╭──
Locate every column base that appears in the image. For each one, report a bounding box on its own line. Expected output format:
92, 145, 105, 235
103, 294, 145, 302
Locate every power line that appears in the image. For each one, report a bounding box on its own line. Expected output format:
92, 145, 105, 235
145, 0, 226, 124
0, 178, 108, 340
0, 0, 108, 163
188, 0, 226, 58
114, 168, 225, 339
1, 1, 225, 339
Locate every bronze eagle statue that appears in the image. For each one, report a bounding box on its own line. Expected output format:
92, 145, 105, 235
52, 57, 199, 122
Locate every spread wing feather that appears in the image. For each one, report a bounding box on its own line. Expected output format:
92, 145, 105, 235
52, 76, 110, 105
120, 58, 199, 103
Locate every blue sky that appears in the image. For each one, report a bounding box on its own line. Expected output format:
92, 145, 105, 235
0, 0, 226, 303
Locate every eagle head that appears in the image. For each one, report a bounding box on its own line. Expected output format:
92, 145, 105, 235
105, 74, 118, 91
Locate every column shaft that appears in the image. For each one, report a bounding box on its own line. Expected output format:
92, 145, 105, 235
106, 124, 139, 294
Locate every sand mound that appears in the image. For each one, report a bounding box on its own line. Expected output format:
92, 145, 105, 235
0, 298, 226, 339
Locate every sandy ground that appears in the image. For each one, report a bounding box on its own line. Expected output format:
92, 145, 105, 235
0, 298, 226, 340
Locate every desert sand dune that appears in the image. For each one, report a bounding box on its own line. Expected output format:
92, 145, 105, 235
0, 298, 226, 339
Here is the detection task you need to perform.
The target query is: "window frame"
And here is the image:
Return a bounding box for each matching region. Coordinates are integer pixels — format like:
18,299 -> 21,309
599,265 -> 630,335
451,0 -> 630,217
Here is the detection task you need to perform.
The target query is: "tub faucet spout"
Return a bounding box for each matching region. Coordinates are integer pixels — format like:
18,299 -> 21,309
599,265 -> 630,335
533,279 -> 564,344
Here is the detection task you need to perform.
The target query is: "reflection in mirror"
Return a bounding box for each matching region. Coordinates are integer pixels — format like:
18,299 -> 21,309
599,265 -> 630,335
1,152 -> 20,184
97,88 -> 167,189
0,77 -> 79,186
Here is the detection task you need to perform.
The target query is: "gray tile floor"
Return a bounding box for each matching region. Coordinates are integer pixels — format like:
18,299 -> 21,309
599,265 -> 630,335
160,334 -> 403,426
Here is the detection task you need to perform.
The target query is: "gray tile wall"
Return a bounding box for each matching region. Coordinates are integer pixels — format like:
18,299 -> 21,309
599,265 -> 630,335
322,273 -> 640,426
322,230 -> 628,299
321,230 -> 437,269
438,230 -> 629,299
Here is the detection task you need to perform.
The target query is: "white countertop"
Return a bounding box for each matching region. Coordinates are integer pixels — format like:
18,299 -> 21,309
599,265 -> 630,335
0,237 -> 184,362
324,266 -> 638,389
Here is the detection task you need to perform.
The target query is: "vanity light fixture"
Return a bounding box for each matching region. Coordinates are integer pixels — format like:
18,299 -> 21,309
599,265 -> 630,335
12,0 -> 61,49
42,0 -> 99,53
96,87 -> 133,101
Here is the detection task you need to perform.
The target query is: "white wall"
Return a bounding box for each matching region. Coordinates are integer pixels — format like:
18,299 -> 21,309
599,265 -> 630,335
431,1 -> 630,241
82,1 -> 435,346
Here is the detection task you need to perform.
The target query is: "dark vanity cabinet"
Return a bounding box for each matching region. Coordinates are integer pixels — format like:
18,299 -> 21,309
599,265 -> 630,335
╰──
◆ **Exercise description**
Output the lines above verbatim and in full.

◆ **Problem solution**
Locate every column base that appears in the image. For each one, report a bounding box on its own line. Expected output format:
92, 145, 105, 235
103, 294, 145, 302
Locate every power line that appears in the image. For each one, report a bounding box on its own line. Expected output format:
92, 145, 105, 235
145, 0, 226, 124
0, 178, 108, 340
0, 0, 108, 163
188, 0, 226, 58
114, 168, 225, 339
1, 1, 225, 339
Locate every bronze eagle statue that appears in the image. For each one, report a bounding box on its own line. Expected output format:
92, 145, 105, 235
52, 57, 199, 122
Locate every spread wing feather that appears in the image. For each one, report a bounding box on its own line. Expected output format:
92, 145, 105, 235
52, 76, 110, 105
120, 58, 199, 103
Locate every blue sky that appears in the image. For each one, report a bounding box on its own line. Expected output format:
92, 145, 105, 235
0, 0, 226, 303
Locate every eagle head that appears in the image. For each one, report a bounding box on its own line. Expected output format:
92, 145, 105, 235
105, 74, 118, 91
Locate every column shaft that appears in the image. For each one, report a bounding box on its own line. Expected output format:
92, 145, 105, 235
106, 124, 139, 294
Locate every sand mound that appears in the image. For each one, report a bounding box on its own line. Expected output format:
92, 145, 105, 235
0, 298, 226, 339
Locate every sandy ground that appears in the image. For each one, report a bounding box on its own line. Expected output format:
92, 145, 105, 235
0, 298, 226, 340
Locate every desert sand dune that appears in the image. For each one, report a bounding box on its own line. Expected output format:
92, 145, 105, 235
0, 298, 226, 339
Here is the detection task you need to perform.
The target query is: "window frame"
And here is the image:
Return a bounding box for each matching region. Coordinates are integer pixels — format like:
18,299 -> 21,309
599,265 -> 630,335
451,0 -> 630,217
Here is the detection task you need to perform.
The target query is: "tub faucet spout"
Return a bounding box for each matching region. Coordinates are integer pixels — format like:
18,299 -> 21,309
599,265 -> 630,335
533,279 -> 564,344
Here is the detection task you need to perform.
The target query is: "reflection in mirror"
Return a bounding box for each matching region. Coordinates are integer pixels — format like:
18,299 -> 21,309
599,265 -> 630,335
1,152 -> 20,184
97,88 -> 167,189
0,77 -> 79,186
Here is the detection task you need to perform.
The target query is: "gray tile floor"
Return a bounding box for each matching region. Coordinates are integer pixels — format like:
18,299 -> 21,309
599,265 -> 630,335
160,334 -> 403,426
Here is the detection task you need to perform.
The target query is: "gray tile wall"
Return a bounding box for each matching region. Coordinates are integer pixels — format like:
18,299 -> 21,309
599,265 -> 630,335
322,273 -> 640,426
322,230 -> 628,299
321,230 -> 437,269
438,230 -> 629,299
Here is the detection task you need to perform.
The target query is: "white countertop"
Return a bounding box for each matching region. Coordinates are integer pixels — format like:
18,299 -> 21,309
599,265 -> 630,335
0,237 -> 184,362
324,266 -> 638,389
Here is the detection task you need to perform.
The target query is: "vanity light fixture"
Return a bounding box for each matching region. Coordinates are integer pixels — format like:
18,299 -> 21,309
599,265 -> 630,335
12,0 -> 61,49
42,0 -> 99,53
96,87 -> 133,101
Here is the detection task you need to perform.
The target query is: "white wall"
Return a bounding box for each matching region. Coordinates are integer pixels — format like:
18,299 -> 21,309
599,265 -> 630,335
431,1 -> 630,241
82,1 -> 435,346
Here is the detection task you need to perform.
The target query is: "dark vanity cabinet"
Return a bounding box for each matching region. Coordinates are integer pixels — format like:
18,299 -> 21,309
599,265 -> 630,335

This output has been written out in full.